MATERIAL PROVIDED ::

◆ ◆ ◆ ◆ ◆

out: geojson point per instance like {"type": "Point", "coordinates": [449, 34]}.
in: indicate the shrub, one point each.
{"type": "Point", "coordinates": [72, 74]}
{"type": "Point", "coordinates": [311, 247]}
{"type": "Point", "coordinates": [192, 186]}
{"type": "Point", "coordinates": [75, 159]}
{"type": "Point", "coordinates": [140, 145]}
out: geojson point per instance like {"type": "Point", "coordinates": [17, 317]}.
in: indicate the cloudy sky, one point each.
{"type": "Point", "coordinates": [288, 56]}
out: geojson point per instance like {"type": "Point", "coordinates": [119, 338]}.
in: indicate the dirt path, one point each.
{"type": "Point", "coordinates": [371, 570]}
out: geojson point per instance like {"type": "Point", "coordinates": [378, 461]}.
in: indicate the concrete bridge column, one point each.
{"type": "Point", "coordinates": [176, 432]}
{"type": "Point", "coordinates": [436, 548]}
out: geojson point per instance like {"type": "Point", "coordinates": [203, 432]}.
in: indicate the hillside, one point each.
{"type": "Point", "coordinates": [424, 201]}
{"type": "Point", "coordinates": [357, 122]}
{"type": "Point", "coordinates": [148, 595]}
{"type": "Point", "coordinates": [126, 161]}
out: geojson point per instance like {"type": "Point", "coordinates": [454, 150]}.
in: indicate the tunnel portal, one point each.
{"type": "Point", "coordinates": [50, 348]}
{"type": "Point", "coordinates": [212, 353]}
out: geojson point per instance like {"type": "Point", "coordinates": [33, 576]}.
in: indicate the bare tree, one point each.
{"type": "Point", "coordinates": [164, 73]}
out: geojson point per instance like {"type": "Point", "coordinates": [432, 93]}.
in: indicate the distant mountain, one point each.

◆ ◆ ◆ ◆ ◆

EXERCISE PROMPT :: Count the lines above that contain the word "indicate". Give only the number.

WORKED ANSWER :: 8